▸ **What is being asked**
Each line of the data that mentions the string "instruction" needs to be identified and copied.

********

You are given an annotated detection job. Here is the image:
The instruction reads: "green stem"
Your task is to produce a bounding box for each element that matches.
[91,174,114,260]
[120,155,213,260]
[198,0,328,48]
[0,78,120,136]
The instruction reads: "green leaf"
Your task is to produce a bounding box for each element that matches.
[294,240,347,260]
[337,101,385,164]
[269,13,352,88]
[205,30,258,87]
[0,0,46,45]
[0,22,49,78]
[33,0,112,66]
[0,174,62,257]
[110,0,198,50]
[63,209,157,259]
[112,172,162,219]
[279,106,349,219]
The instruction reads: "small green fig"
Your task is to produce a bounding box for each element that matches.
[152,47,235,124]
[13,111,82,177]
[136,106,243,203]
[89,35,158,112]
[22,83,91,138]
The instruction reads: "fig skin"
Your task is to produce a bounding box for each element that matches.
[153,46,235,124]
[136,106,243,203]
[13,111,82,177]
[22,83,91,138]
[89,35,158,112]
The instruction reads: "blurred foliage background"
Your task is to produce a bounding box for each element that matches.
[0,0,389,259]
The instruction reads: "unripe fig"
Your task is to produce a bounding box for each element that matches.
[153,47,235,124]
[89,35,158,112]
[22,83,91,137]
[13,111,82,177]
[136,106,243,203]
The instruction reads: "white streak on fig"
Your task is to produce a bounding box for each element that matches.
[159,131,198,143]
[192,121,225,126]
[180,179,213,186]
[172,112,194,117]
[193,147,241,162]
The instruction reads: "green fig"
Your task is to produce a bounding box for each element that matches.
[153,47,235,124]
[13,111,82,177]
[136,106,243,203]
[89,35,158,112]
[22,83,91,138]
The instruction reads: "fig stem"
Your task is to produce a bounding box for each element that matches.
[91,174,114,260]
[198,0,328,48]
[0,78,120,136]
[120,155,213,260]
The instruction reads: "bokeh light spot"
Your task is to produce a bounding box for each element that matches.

********

▸ **Your solution**
The instruction reads: "green stem"
The instruction reads: "green leaf"
The instruction reads: "small green fig"
The instruction reads: "fig skin"
The instruction reads: "blurred foliage background"
The instruction reads: "unripe fig"
The instruction reads: "white streak on fig"
The instruction reads: "green fig"
The instruction reads: "fig stem"
The instruction reads: "bokeh light spot"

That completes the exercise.